## Start DOCUMENT SECTION

House GOP plan for separate bill on surveillance law ‘dead for now’

House Republicans’ plans to vote on a stand-alone bill to renew a controversial surveillance authority are dead “for now,” House Intelligence Committee Chairman Devin Nunes (R-Calif.) told reporters less than 24 hours after lawmakers scheduled a Rules Committee vote on the measure.

GOP lawmakers will attempt to hash out stark divisions in a conference meeting later on Wednesday, but after a closed-door meeting with key lawmakers in Majority Leader Kevin McCarthy’s (R-Calif.) office, no decisions had yet been made.

“We’re still working away on it,” McCarthy said, but offered few other details.

Among the slate of options and unanswered questions: Will lawmakers try to attach a short-term renewal of the program to a stopgap spending measure at the end of the week, or try to push through a more long-term solution?

They are butting up against a tight deadline: The current law, which the intelligence community says is critical to identify and disrupting terror plots, is set to expire at the end of the year.

“There’s a very little chance that a long-term FISA reauthorization has support of the overall conference,” said House Freedom Caucus leader Rep. Mark Meadows (R-N.C.), whose caucus is calling for stronger privacy protections to fix what it sees as systemic Fourth Amendment violations under the current program.

“It’ll all be talked about in the conference later today. I think we’re going to make a decision.”

Both the House and the Senate have struggled to reach a consensus on renewing the authority, known as Section 702, before it expires — and the program has now become a bargaining chip for the Freedom Caucus in negotiations over the continuing resolution (CR) that the House must pass to keep the government funded past Friday. 

“If we’re really looking at reforms and protecting the constitutional rights of American citizens, then we might be willing to go along and support this attachment even though, fiscally, it pains us,” Meadows said Tuesday, referring to a proposal to direct $81 billion in supplemental disaster relief funding to areas hit by natural disasters that is part of the CR.

The House was poised to vote on a modified measure from the House Intelligence Committee as a stand-alone — but within hours of the bill posting on Tuesday afternoon it became clear that it was likely dead on arrival.

## End DOCUMENT SECTION

Could you continue the article on the House GOP's stalled surveillance bill from the point where it stops?

## Start PROVIDED MATERIAL

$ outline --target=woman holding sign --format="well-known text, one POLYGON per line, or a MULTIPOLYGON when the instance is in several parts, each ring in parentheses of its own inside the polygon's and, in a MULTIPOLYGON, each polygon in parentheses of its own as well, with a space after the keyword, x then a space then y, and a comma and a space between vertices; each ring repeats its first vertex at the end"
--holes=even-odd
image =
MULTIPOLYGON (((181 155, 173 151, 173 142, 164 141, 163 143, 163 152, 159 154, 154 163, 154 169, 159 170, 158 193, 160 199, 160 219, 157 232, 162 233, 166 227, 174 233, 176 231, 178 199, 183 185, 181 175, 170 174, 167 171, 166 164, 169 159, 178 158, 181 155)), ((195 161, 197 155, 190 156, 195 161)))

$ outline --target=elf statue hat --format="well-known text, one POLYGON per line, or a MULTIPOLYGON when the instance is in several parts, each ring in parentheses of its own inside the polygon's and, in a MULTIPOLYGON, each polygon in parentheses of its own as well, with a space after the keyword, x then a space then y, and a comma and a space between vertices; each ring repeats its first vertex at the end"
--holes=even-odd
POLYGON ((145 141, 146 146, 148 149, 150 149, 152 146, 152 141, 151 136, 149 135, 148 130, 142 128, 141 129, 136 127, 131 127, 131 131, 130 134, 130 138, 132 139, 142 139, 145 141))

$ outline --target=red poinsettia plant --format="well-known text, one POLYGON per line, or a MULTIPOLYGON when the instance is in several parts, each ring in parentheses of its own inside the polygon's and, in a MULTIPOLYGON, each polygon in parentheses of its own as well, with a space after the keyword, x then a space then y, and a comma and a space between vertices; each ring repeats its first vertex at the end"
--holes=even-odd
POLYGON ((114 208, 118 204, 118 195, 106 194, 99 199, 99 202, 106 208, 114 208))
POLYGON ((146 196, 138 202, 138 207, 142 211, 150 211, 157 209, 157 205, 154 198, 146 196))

## End PROVIDED MATERIAL

ANSWER FOR THE TASK:
The Rules Committee vote, scheduled for 4 p.m. Wednesday, has since been postponed.

The House Freedom Caucus fiercely opposed the measure on privacy grounds, and the House Judiciary Committee had already advanced its own bipartisan bill out of committee — a bill that applied more significant privacy protections than the Intel bill but still fell short of earning Freedom Caucus support.

In the upper chamber, Majority Whip Sen. John Cornyn (R-Texas) has suggested lawmakers will try to insert a short-term renewal into its continuing resolution, effectively punting the issue at least into the new year.

But it’s unclear what leaders mean by “short-term.” Sens. Rand Paul (R-Ky.) and Ron Wyden (D-Ore.) on Wednesday threatened to mount a filibuster of any long-term extension of the law.

The House is now weighing a similar path — there is little appetite amongst lawmakers to allow the program to expire — but it’s unclear what the contours of such an extension might be. Meadows told reporters Tuesday that he had previously suggested a two- or three-month extension but, “I don’t know if that’s picked up steam.”

“Above my paygrade,” Nunes said Wednesday when asked whether lawmakers were considering punting the sunset into early 2018 or potentially for a year or more.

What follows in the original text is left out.